TASK GOAL: Using the records below, copy out exactly the line that contains "Phrase: chimney" and every line that follows it, up to and including the last, and no others.

MATERIAL SUPPLIED:
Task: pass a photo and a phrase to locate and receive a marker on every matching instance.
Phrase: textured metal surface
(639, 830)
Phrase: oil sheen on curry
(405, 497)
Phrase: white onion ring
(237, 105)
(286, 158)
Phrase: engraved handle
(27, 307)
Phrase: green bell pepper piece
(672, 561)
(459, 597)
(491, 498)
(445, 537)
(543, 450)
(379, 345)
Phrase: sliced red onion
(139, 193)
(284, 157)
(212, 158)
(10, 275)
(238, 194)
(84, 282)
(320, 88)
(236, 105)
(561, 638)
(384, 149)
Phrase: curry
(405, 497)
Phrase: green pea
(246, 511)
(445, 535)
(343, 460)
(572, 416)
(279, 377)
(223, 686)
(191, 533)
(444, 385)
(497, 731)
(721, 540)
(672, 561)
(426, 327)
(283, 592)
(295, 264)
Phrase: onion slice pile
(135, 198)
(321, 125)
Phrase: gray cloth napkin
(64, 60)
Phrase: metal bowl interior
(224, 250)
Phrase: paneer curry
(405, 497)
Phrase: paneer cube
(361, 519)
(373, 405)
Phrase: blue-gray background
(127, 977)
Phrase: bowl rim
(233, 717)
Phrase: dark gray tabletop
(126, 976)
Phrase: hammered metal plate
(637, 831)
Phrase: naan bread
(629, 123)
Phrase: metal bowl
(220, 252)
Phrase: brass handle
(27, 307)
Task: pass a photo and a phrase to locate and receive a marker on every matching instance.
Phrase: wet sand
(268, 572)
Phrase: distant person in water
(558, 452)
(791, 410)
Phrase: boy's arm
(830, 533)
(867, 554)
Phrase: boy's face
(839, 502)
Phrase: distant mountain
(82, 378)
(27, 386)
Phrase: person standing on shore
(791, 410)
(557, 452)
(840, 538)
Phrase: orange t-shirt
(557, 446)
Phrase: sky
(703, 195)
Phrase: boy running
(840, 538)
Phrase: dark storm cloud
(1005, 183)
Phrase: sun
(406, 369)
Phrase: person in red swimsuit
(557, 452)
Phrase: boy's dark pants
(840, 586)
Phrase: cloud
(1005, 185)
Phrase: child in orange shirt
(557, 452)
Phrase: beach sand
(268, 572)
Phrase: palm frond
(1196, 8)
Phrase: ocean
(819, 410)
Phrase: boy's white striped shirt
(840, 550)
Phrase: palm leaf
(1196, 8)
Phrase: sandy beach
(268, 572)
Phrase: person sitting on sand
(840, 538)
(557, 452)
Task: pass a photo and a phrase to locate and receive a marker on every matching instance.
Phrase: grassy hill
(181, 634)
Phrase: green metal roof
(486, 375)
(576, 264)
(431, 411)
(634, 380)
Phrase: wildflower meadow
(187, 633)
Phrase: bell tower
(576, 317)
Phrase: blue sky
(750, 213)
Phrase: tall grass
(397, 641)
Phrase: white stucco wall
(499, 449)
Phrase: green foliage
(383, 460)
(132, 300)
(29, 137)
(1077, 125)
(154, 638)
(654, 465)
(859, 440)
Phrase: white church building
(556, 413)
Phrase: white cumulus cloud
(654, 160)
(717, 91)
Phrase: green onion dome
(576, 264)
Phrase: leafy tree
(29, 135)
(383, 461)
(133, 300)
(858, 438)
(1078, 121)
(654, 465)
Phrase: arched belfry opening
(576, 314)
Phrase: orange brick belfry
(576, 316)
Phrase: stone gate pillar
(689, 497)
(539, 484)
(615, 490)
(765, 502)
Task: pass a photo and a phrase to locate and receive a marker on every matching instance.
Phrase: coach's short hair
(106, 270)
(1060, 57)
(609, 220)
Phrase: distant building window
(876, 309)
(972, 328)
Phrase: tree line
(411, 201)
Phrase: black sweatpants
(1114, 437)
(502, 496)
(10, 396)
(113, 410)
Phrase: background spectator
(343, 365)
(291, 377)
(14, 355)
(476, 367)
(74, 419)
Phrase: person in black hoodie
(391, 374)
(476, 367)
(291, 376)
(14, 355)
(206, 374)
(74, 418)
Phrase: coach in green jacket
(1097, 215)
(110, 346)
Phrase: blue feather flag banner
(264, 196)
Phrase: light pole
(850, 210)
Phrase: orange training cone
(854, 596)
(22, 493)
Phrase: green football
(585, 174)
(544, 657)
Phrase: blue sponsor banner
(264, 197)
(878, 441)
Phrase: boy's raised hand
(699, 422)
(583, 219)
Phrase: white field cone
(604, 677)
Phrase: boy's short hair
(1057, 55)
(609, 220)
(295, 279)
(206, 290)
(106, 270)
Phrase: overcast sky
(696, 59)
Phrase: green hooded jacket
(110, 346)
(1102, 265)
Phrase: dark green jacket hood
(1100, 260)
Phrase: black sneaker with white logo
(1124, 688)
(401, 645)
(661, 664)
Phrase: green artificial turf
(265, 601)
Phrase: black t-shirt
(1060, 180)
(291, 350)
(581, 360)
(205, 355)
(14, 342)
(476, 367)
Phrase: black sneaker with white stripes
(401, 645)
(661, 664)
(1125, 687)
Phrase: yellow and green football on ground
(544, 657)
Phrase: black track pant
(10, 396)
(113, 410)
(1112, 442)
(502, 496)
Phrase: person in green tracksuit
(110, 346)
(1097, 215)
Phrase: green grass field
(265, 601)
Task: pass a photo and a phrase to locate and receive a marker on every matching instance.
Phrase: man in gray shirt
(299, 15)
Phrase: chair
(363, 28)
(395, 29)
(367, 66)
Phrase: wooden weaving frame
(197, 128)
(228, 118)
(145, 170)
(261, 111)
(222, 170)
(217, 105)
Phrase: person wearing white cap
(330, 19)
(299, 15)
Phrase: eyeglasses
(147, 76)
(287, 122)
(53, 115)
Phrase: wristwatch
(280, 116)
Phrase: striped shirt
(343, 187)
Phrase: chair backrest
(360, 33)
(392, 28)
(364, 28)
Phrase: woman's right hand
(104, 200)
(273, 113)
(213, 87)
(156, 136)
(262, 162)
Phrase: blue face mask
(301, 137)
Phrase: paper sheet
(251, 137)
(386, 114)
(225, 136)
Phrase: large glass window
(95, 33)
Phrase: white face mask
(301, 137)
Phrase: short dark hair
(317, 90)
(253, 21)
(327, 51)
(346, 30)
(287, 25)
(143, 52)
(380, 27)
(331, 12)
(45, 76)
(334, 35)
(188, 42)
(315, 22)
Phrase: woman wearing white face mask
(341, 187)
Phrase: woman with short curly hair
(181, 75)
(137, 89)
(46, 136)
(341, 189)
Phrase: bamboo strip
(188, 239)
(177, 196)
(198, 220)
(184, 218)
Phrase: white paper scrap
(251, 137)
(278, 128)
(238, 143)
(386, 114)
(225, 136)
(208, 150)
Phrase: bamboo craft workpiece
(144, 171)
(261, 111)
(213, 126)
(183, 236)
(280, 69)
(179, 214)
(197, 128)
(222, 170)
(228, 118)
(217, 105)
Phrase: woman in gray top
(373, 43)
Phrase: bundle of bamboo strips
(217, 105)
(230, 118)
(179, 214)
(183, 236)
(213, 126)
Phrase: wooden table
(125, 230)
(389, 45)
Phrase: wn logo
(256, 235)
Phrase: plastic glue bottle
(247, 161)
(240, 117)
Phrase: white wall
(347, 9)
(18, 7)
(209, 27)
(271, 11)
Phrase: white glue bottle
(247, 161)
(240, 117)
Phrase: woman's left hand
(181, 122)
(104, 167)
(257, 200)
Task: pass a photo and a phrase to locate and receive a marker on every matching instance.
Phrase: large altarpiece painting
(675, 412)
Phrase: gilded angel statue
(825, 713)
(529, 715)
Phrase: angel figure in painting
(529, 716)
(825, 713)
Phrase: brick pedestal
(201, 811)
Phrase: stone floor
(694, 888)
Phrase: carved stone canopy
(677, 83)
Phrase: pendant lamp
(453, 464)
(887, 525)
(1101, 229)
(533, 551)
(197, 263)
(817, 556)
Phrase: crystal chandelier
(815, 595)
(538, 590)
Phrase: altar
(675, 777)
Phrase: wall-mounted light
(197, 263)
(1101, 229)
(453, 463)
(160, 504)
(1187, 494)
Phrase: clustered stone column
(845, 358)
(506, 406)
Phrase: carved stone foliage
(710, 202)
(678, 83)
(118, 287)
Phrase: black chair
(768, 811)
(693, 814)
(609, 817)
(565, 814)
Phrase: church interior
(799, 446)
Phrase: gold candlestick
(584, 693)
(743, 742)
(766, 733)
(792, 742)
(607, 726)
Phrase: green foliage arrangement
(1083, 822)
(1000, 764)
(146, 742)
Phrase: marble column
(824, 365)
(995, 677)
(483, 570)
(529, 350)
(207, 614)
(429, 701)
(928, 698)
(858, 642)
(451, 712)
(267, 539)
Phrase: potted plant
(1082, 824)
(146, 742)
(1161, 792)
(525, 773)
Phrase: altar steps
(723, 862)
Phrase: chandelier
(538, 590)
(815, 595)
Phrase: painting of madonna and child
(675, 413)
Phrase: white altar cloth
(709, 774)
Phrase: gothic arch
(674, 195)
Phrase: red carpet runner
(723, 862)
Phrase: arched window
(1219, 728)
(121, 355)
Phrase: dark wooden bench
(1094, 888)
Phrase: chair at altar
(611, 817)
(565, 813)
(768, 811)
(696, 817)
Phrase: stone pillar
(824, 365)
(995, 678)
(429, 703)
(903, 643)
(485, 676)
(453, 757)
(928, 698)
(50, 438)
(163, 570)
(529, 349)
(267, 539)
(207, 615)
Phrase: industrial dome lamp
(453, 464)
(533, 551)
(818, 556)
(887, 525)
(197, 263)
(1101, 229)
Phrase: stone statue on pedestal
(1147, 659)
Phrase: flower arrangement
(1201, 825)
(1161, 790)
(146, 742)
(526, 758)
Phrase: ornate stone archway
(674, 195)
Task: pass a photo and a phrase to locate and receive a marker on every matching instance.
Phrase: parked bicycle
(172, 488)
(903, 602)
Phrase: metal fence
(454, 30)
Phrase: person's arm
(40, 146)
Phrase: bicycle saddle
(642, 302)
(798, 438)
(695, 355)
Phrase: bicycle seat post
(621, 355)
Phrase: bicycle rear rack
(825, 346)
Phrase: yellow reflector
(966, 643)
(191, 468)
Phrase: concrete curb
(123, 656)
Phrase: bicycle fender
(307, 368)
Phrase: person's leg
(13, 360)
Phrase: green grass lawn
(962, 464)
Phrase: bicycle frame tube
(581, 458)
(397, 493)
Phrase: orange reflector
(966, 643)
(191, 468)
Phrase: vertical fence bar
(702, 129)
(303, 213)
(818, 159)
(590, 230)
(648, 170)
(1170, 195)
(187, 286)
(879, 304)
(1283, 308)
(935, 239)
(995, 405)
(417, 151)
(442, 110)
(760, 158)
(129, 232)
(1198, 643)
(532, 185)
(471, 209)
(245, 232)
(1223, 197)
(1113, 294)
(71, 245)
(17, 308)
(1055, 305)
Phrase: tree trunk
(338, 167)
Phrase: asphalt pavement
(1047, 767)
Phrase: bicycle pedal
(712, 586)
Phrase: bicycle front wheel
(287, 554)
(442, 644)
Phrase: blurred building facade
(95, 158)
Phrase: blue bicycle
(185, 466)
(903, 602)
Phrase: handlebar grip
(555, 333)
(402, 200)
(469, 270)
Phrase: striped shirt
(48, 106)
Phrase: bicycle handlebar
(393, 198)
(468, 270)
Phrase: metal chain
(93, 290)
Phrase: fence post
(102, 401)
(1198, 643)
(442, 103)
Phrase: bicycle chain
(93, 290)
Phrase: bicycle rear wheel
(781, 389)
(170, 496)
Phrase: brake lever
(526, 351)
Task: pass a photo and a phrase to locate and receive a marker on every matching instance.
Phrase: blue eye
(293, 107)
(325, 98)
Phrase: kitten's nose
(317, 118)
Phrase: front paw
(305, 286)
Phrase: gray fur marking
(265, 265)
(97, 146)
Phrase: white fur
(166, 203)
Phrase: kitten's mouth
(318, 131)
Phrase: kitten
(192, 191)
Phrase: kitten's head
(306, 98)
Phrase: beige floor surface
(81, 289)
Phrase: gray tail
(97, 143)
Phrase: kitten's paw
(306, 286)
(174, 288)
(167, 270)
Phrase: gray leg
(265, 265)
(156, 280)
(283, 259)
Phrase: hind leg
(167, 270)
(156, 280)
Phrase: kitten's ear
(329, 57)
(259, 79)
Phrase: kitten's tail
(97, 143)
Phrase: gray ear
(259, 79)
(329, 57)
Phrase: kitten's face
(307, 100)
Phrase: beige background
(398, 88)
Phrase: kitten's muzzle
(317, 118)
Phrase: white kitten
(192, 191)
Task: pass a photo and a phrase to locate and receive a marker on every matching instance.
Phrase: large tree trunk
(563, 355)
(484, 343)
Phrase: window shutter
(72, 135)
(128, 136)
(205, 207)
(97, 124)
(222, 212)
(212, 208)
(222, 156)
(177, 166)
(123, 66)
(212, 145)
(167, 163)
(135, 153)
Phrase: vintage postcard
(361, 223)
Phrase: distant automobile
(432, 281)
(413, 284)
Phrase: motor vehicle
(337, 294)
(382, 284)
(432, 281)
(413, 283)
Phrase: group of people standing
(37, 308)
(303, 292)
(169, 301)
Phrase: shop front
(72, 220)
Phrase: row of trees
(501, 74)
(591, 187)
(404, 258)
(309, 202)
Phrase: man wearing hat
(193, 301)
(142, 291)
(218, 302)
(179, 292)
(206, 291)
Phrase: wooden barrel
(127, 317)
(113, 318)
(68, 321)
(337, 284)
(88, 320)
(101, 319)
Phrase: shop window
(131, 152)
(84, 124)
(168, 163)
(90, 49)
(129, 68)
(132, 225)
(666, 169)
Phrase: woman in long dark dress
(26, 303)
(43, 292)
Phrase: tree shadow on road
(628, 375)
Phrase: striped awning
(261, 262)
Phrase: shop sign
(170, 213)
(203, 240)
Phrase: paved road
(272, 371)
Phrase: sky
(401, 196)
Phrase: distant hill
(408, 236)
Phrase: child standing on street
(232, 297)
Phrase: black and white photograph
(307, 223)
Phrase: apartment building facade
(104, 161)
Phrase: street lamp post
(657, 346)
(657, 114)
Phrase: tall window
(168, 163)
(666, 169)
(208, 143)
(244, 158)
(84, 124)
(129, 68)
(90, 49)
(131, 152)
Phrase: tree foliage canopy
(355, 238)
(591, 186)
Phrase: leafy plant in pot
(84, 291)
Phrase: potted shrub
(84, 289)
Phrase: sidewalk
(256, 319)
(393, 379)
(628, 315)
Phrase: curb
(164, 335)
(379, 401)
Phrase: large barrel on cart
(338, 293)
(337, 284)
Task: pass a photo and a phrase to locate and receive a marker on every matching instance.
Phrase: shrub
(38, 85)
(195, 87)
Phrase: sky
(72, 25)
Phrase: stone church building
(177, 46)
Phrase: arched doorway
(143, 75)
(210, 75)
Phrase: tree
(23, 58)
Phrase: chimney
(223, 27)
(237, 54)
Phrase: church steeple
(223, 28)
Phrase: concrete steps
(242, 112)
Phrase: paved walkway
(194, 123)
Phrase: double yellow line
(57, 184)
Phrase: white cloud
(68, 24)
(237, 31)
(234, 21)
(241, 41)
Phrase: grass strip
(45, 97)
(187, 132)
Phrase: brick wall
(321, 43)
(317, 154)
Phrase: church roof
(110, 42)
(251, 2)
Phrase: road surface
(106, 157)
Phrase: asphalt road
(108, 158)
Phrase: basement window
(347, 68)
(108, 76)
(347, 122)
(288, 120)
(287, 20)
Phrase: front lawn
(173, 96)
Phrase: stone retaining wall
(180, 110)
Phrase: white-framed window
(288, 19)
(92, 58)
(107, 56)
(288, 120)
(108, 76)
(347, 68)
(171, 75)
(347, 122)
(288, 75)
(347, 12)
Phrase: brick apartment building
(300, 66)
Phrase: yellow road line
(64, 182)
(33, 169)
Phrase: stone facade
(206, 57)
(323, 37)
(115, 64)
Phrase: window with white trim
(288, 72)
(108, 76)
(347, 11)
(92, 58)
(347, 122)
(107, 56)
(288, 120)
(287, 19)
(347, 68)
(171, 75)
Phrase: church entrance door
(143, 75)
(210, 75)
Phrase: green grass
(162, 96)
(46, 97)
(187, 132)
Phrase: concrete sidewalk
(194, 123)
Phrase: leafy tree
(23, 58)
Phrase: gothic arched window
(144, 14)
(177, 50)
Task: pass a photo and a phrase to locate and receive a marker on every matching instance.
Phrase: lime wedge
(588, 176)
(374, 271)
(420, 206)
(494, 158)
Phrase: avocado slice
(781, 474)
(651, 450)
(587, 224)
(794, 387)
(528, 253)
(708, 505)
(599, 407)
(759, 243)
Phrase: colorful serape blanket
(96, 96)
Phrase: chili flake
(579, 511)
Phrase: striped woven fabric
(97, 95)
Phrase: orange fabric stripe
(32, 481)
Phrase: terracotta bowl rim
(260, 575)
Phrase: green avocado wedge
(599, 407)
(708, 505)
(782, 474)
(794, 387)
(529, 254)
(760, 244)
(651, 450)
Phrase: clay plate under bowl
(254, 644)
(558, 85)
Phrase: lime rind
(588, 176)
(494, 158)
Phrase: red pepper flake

EXERCISE RESPONSE:
Phrase: chimney
(223, 27)
(237, 54)
Phrase: church steeple
(223, 28)
Phrase: concrete steps
(242, 112)
Phrase: paved walkway
(194, 123)
Phrase: double yellow line
(57, 184)
Phrase: white cloud
(68, 24)
(237, 31)
(234, 21)
(241, 41)
Phrase: grass strip
(45, 97)
(187, 132)
Phrase: brick wall
(321, 43)
(317, 154)
Phrase: church roof
(110, 42)
(251, 2)
Phrase: road surface
(106, 157)
Phrase: asphalt road
(108, 158)
Phrase: basement window
(347, 68)
(108, 76)
(347, 122)
(288, 120)
(287, 20)
Phrase: front lawn
(173, 96)
Phrase: stone retaining wall
(180, 110)
Phrase: white-framed window
(288, 19)
(92, 58)
(107, 56)
(288, 120)
(108, 76)
(347, 68)
(171, 75)
(347, 122)
(288, 75)
(347, 12)
Phrase: brick apartment building
(300, 66)
Phrase: yellow road line
(64, 182)
(33, 169)
Phrase: stone facade
(206, 57)
(323, 37)
(115, 64)
Phrase: window with white trim
(288, 72)
(108, 76)
(347, 11)
(92, 58)
(347, 122)
(107, 56)
(288, 120)
(287, 19)
(347, 68)
(171, 75)
Phrase: church entrance door
(143, 75)
(210, 75)
Phrase: green grass
(162, 96)
(46, 97)
(187, 132)
Phrase: concrete sidewalk
(194, 123)
Phrase: leafy tree
(23, 58)
Phrase: gothic arched window
(144, 14)
(177, 50)
Task: pass a photo and a phrase to locate and receive a marker on every matching instance.
Phrase: lime wedge
(588, 176)
(374, 271)
(420, 206)
(494, 158)
Phrase: avocado slice
(781, 474)
(651, 450)
(587, 224)
(794, 387)
(528, 253)
(708, 505)
(599, 407)
(759, 243)
Phrase: colorful serape blanket
(96, 96)
Phrase: chili flake
(579, 511)
Phrase: striped woven fabric
(97, 95)
Phrase: orange fabric stripe
(32, 481)
Phrase: terracotta bowl rim
(260, 575)
Phrase: green avocado wedge
(599, 407)
(708, 505)
(782, 474)
(794, 387)
(529, 254)
(760, 244)
(651, 450)
Phrase: clay plate under bowl
(254, 644)
(558, 85)
Phrase: lime rind
(588, 176)
(494, 158)
Phrase: red pepper flake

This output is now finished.